[start SUPPLIED MATERIAL]

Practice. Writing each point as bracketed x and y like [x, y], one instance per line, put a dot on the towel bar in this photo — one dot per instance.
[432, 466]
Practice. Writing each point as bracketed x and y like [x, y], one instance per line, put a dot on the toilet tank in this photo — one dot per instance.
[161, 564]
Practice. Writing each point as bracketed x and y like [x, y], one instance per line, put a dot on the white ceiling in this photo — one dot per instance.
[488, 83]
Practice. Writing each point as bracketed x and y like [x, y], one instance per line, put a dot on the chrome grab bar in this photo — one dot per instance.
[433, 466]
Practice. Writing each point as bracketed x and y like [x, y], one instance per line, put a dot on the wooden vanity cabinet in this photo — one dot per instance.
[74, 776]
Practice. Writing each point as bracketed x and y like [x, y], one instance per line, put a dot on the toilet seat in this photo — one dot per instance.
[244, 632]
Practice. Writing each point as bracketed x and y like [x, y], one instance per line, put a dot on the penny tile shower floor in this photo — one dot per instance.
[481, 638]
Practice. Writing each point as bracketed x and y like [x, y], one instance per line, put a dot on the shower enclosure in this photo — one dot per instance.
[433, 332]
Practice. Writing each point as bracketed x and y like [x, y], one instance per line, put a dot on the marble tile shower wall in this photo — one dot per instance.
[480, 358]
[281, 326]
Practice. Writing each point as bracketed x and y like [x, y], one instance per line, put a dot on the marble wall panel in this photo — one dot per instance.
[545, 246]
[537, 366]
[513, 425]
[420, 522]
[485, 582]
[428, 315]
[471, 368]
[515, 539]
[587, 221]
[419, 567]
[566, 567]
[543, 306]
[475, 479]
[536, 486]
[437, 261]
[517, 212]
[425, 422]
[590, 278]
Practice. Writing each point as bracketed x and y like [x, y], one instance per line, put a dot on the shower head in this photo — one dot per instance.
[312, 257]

[end SUPPLIED MATERIAL]

● **TASK DESCRIPTION**
Write the data out again in full and exactly.

● **REPLY TO THE TASK**
Practice. Writing each point as bracketed x and y like [x, y], one instance per line, put a dot on the towel bar in this photo — one dot per instance.
[432, 466]
Practice. Writing each point as bracketed x and y like [x, y], one instance per line, put a dot on the toilet tank in this photo — one dot per instance.
[161, 564]
Practice. Writing each point as bracketed x and y like [x, y], one instance per line, put a dot on the white ceiling in this photo — one dot per instance.
[488, 83]
Practice. Writing each point as bracketed x and y like [x, y], one instance per line, put a dot on the chrome grab bar in this photo — one dot per instance.
[433, 466]
Practice. Writing each point as bracketed x and y like [x, y], one instance per line, put a dot on the wooden vanity cabinet in this photo — one dot per instance.
[74, 776]
Practice. Writing each point as bracketed x and y like [x, y], one instance per line, put a dot on the toilet seat in this photo — one dot per instance.
[244, 632]
Practice. Writing each point as bracketed x and y like [x, y], one instance per line, put a dot on the penny tile shower floor in this photo — one dot per instance.
[481, 638]
Practice. Writing each point as bracketed x and y like [x, y], one instance per line, put a dot on the shower enclosure in this photo — one dot per instance.
[433, 332]
Practice. Writing each point as bracketed x and y like [x, y], one instance per line, put a dot on the marble tile shower wall in this photo — one dot per instance.
[480, 358]
[281, 326]
Practice. Writing each point as bracketed x and y like [x, y], one instance per line, put a dot on the marble wall panel in this photo — one dot per instance.
[545, 246]
[537, 366]
[513, 425]
[420, 522]
[485, 582]
[428, 315]
[471, 368]
[515, 539]
[587, 221]
[419, 567]
[566, 567]
[543, 306]
[475, 479]
[536, 486]
[437, 261]
[517, 212]
[425, 422]
[590, 278]
Practice. Writing each point as bracketed x and y like [x, y], one instance per line, put a dot on the shower head in this photo — one dot per instance.
[312, 257]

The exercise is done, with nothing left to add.